:: Dataset extract ::
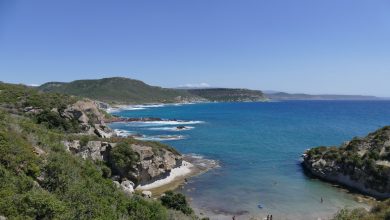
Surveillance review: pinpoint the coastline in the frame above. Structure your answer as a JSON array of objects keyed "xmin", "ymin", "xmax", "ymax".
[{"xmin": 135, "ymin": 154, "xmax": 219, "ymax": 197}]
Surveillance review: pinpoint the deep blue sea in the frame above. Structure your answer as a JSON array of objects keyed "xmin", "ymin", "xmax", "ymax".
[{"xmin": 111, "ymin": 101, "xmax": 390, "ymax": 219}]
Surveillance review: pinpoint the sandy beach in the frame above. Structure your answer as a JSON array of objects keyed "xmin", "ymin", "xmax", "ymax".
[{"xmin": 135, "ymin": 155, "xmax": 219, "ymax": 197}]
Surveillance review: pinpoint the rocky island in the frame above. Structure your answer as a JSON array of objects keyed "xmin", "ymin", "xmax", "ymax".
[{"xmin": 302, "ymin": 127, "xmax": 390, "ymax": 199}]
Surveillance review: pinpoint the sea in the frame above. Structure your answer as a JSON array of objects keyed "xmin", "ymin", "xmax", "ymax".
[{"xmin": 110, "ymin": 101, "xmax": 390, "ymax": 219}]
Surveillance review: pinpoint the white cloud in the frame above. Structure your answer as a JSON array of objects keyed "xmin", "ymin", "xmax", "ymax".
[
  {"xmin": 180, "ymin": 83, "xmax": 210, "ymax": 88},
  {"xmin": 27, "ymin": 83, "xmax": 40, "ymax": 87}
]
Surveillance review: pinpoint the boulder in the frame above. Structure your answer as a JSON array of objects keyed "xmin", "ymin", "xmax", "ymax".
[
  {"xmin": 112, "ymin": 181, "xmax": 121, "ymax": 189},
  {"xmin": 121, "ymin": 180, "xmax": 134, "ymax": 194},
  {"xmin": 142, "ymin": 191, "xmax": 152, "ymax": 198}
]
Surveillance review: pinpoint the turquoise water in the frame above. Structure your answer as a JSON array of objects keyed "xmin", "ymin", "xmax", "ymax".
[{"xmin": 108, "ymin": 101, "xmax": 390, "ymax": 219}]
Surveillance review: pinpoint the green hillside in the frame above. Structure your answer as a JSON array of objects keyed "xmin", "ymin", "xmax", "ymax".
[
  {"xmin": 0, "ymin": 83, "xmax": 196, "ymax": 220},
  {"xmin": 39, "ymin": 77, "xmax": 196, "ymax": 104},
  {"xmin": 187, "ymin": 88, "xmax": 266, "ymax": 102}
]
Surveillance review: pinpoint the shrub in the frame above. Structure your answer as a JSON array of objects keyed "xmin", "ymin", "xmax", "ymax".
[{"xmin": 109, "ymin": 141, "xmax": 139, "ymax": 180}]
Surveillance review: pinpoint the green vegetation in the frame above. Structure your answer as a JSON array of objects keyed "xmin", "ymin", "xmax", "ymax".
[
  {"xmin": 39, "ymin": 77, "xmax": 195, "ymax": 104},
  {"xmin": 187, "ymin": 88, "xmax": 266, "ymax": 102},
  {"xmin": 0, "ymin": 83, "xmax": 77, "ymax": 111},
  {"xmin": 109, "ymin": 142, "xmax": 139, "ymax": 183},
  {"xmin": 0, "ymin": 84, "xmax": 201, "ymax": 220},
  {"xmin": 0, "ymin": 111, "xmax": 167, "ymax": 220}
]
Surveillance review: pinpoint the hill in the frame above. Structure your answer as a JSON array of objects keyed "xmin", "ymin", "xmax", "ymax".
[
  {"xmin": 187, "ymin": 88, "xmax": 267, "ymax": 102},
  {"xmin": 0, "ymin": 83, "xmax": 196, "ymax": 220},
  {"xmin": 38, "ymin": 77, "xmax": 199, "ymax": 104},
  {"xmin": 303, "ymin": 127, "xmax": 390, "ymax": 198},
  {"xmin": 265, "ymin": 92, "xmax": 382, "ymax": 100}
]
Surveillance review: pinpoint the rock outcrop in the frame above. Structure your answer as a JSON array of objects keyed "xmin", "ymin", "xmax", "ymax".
...
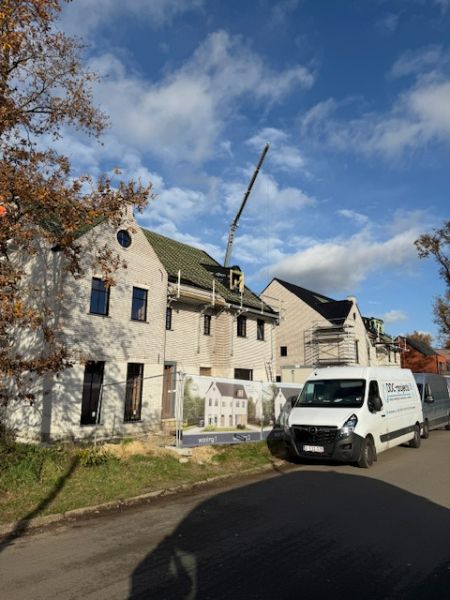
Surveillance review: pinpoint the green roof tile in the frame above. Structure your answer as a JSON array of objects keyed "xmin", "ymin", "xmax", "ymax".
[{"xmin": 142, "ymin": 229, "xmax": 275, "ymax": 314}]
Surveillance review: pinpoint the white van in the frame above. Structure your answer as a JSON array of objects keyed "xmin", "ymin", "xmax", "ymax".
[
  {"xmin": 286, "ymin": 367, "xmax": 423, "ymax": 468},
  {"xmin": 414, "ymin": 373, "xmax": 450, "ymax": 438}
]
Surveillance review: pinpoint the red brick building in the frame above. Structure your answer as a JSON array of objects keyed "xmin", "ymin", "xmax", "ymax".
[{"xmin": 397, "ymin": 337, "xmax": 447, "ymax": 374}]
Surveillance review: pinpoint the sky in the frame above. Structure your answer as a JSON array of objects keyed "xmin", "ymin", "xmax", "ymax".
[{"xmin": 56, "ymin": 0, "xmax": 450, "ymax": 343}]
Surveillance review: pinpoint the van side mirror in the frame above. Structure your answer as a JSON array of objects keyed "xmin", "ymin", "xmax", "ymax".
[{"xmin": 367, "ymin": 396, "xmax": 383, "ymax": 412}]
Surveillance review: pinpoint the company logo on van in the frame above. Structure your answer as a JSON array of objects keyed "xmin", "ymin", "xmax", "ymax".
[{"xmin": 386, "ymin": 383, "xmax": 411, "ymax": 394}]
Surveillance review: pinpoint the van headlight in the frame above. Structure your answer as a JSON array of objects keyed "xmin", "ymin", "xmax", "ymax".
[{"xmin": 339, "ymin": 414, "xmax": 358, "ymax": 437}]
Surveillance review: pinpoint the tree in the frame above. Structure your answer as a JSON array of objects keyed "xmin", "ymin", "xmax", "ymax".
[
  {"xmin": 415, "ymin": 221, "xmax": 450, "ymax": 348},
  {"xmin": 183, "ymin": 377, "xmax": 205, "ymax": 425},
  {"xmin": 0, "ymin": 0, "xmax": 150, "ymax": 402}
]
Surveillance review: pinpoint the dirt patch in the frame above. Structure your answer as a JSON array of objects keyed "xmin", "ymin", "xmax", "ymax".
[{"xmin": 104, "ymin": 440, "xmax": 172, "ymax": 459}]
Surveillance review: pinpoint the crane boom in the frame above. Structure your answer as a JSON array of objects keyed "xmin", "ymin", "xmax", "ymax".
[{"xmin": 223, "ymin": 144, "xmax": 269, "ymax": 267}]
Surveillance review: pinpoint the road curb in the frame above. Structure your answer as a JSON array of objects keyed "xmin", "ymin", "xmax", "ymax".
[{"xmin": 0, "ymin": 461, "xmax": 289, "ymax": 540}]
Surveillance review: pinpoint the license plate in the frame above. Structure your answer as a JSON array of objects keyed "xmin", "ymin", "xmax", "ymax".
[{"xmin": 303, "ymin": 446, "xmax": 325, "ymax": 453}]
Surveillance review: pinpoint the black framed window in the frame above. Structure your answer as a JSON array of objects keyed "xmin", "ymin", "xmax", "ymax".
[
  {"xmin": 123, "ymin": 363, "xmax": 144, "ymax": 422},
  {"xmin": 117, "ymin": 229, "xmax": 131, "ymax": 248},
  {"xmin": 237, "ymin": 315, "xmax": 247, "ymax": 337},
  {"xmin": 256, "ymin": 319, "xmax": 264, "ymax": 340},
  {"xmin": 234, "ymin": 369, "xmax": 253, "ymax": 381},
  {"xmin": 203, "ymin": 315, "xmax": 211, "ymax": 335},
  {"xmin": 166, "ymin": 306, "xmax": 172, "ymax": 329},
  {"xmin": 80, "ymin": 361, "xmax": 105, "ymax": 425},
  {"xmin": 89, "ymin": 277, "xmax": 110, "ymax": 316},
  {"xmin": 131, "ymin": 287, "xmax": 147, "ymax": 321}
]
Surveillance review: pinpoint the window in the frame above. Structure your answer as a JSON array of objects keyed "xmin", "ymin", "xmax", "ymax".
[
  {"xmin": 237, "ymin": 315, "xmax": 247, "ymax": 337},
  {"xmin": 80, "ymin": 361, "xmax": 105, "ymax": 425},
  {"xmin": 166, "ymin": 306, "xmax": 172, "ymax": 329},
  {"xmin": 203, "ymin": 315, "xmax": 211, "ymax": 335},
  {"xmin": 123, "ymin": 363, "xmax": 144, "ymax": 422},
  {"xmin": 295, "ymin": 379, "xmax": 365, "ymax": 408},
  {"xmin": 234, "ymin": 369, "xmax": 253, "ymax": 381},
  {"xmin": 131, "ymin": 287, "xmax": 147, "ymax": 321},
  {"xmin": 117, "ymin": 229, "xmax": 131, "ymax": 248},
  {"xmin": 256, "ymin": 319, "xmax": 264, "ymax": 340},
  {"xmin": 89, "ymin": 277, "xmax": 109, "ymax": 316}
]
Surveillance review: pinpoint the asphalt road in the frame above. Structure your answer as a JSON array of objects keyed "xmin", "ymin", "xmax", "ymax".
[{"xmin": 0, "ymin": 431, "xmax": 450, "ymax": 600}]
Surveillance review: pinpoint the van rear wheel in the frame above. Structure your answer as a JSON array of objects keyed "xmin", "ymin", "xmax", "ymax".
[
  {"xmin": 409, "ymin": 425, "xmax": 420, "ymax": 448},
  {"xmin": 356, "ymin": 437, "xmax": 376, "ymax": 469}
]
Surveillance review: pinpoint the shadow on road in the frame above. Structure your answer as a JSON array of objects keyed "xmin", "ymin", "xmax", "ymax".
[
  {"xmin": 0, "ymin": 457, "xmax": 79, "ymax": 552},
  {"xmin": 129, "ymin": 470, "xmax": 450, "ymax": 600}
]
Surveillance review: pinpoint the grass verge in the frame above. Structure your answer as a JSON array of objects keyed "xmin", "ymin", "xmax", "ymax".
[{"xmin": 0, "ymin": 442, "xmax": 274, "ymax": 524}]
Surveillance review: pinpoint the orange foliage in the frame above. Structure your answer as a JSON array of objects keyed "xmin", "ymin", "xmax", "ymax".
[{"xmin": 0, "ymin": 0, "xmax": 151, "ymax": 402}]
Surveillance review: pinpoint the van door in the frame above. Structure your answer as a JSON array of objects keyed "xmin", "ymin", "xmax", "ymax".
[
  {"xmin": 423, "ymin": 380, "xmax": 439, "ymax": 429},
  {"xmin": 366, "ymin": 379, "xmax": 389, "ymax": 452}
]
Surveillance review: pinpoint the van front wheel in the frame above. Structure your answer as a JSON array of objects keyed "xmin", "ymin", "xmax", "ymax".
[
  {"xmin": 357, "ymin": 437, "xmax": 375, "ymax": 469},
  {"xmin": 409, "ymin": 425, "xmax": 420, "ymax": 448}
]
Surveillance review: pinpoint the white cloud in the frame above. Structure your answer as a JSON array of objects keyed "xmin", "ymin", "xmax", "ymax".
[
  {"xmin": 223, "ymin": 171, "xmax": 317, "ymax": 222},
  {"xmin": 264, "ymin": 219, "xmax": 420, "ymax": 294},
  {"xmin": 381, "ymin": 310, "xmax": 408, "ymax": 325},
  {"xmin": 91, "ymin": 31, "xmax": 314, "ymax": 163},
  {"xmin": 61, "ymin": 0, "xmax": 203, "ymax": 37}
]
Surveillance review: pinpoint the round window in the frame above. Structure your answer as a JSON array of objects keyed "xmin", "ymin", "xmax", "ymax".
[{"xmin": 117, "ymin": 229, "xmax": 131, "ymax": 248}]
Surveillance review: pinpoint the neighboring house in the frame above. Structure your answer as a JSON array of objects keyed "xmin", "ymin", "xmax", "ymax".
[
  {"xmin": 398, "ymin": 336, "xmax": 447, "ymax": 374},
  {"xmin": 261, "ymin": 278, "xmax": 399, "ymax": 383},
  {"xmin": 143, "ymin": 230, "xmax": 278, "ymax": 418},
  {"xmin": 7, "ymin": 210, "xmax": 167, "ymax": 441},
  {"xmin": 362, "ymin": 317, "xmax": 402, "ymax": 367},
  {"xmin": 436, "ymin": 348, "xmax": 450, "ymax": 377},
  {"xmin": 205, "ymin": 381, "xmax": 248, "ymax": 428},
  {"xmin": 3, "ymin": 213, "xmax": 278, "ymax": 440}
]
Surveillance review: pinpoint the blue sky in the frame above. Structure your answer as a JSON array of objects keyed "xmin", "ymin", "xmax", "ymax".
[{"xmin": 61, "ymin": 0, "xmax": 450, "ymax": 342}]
--
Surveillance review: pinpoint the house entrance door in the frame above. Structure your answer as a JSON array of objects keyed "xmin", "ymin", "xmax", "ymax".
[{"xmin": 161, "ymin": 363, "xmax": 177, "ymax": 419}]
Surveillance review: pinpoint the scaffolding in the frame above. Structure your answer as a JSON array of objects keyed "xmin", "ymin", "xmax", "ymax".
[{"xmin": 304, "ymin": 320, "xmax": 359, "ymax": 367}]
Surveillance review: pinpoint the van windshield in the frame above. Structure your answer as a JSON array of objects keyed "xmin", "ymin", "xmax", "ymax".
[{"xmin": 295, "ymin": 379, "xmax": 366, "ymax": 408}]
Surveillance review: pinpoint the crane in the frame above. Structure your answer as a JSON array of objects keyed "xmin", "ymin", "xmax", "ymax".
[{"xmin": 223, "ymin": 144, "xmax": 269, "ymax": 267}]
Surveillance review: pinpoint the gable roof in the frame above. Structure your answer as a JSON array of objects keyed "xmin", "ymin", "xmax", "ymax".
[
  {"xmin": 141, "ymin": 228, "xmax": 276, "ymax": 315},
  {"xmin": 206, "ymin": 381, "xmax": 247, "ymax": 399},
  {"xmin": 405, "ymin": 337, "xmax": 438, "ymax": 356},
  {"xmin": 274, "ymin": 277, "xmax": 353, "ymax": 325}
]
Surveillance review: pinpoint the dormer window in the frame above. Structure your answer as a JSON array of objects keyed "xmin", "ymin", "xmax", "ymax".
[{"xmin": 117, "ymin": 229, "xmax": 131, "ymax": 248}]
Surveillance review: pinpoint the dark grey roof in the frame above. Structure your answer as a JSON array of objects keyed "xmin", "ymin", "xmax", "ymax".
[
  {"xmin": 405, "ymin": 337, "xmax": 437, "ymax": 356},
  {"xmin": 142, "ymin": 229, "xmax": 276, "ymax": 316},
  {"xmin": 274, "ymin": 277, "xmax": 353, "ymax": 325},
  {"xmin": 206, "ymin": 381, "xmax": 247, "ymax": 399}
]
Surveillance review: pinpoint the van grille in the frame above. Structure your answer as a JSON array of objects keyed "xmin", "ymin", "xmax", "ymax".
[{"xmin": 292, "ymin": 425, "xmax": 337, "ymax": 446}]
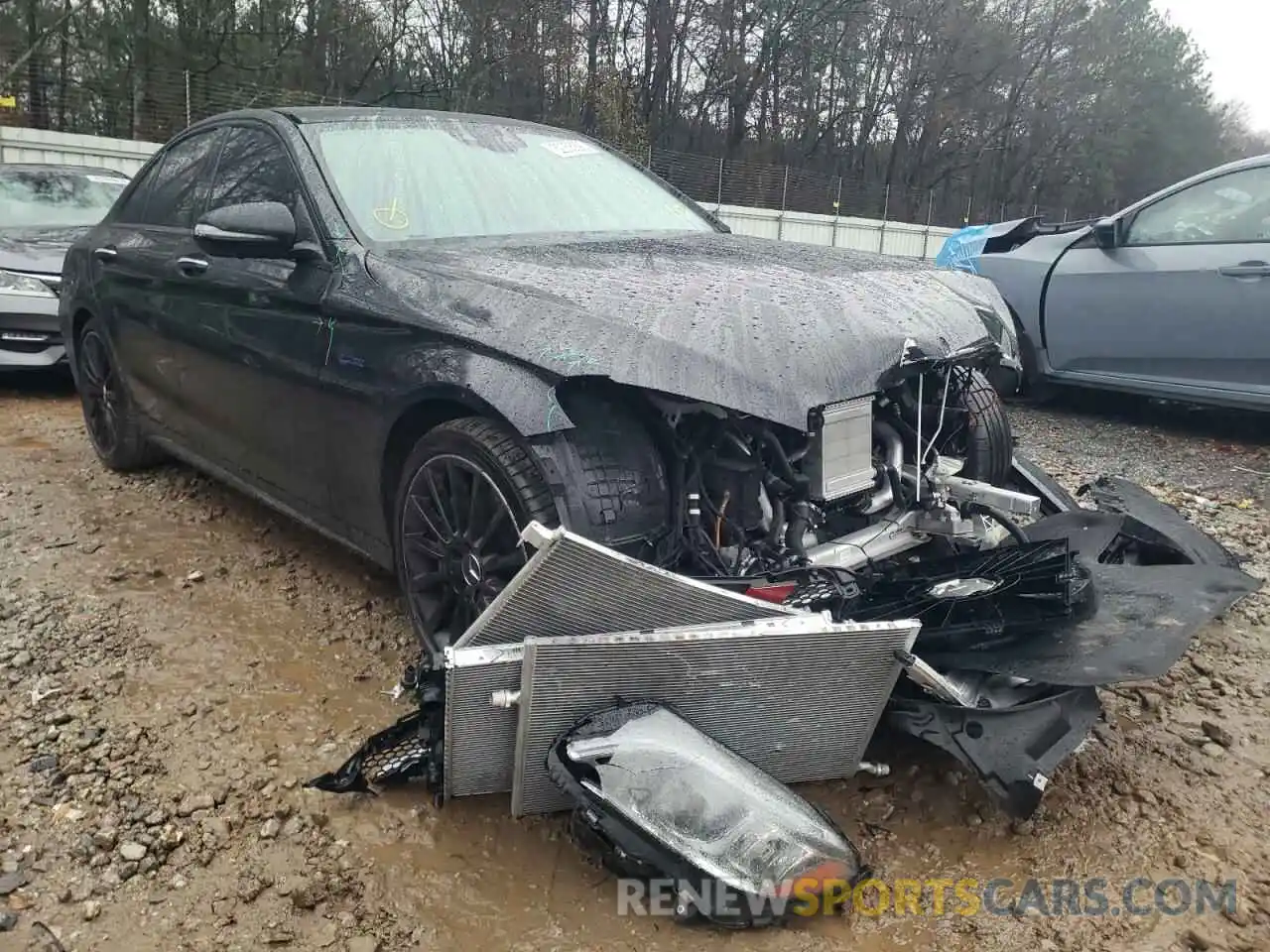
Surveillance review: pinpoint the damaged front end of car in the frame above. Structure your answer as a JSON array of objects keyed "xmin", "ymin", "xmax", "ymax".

:: What is expected ::
Count the lines in the items above that contain the string "blue", treating case as significant, and give only that number.

:: Correct answer ::
2